O que fazer: Retome o artigo sobre o mandado de segurança contra a recusa de matrícula na pré-escola e continue escrevendo logo depois da última frase.

Artigo:
Juliano de Camargo
Bacharel em Direito, pós-graduado em Direito Público, Assistente Jurídico do MPSP
L., menor
representada por seus pais, impetrou Mandado de Segurança, com pedido de liminar, contra
ato do Secretário Estadual de Educação
do Estado de São Paulo, da Supervisora
de Ensino da Delegacia Regional de Ensino, do Dirigente Regional de Ensino da Diretoria de Ensino de Itu e da Diretora do Colégio X, que indeferiu sua matrícula na primeira fase da pré-escola, no anos letivo de 2011, baseado na Deliberação 73/2008 do Conselho Estadual de
Educação e Pareceres 248/2010 e 588/2010, também do Conselho Estadual de
Educação.
Tais
disposições estabeleciam que somente fossem admitidas a cursar a primeira fase
da pré-escola crianças que completassem quatro anos de idade até o dia 30 de
junho de 2011, o que não é o caso da impetrante, que completaria a idade apenas
em setembro.
Sustentou
a impetrante violação à Constituição Federal, art. 208, incisos I e V, ao
Estatuto da Criança e do Adolescente, art. 53, e à Lei de Diretrizes e Bases da
Educação, Lei nº 9.394/96, artigos 29 e 30 e pleiteou, liminarmente, sua
matrícula no ciclo educacional acima citado e, ao final, a concessão da
segurança.

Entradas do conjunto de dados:

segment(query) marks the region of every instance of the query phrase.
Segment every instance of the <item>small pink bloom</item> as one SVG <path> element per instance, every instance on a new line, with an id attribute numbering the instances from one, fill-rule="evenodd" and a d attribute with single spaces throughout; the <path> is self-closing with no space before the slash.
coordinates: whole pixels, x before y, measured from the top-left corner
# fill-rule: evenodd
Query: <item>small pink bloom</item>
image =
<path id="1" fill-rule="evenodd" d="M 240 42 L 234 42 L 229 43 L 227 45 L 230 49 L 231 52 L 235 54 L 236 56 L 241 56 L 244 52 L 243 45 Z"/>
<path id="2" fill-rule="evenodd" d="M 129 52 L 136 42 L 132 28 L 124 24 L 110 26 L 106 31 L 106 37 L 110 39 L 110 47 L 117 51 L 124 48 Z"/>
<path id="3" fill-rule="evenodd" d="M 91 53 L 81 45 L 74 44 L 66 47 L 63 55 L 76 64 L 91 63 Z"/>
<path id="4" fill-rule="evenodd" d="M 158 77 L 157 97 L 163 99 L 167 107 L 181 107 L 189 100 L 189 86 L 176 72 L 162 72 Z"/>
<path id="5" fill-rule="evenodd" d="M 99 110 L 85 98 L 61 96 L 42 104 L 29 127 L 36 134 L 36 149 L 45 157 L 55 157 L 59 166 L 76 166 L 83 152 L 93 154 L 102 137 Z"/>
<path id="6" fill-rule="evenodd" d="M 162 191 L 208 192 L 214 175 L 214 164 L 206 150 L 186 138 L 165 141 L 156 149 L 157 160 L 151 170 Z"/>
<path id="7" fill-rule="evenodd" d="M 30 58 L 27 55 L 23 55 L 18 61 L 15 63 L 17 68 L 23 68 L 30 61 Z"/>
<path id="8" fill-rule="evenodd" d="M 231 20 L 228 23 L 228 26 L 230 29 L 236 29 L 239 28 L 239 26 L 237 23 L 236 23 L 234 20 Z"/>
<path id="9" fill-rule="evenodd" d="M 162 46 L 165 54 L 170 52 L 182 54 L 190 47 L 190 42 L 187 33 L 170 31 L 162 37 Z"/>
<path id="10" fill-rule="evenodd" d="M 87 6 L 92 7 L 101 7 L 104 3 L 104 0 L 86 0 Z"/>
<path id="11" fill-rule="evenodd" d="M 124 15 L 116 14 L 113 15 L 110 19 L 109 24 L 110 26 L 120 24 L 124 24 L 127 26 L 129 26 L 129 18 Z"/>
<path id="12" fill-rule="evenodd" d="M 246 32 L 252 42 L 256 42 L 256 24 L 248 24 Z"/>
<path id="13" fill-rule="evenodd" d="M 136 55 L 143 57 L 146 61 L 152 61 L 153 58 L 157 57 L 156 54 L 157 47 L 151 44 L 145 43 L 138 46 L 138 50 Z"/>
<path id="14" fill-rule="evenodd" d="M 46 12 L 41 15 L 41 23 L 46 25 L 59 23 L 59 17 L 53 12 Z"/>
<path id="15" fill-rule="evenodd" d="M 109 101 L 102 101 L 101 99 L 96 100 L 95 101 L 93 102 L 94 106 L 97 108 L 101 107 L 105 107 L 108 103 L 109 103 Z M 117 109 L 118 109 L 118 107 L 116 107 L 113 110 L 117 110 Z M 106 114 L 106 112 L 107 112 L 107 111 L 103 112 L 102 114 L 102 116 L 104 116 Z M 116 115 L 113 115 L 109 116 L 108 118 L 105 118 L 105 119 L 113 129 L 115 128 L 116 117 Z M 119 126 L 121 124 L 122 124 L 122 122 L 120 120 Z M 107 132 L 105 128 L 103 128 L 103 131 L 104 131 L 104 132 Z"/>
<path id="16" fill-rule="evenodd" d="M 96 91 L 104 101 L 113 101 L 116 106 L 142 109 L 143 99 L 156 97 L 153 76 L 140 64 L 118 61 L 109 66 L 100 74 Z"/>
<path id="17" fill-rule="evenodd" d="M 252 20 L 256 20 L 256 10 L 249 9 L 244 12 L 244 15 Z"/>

Resultado:
Juntou
documentos a fls.
Foi deferida liminar para autorizar a matrícula da impetrante na
primeira fase da pré-escola no ano letivo de 2011, o que foi efetivado,
conforme comprovado a fls.
As
autoridades coatoras foram notificadas, tendo prestado informações apenas a
Dirigente Regional de Ensino e o Secretário Estadual de Educação.
Sinteticamente,
a Dirigente da Regional argumentou que a vedação da matrícula na pré-escola, primeira
fase, àquelas crianças que completariam quatro anos de idade no segundo
semestre, fundamenta-se em atos normativos expedidos pelo Conselho Estadual de
Educação – CEE e pareceres do Conselho Nacional de Educação e Conselho de
Educação Básica – CNE/CES. Informou, ainda, que tais expedientes normativos foram
baseados em estudos científicos que identificaram a capacidade cognitiva das
crianças de acordo com a faixa etária.
O
Secretário Estadual de Educação alegou, preliminarmente, incompetência do Juízo
e ilegitimidade passiva, por ausência de ato ou omissão específico seus. No
mérito, além dos pontos levantados pela Dirigente Regional de Educação de Itu, acrescentou
o Secretário a inexistência de direito líquido e certo ou de urgência do
pedido.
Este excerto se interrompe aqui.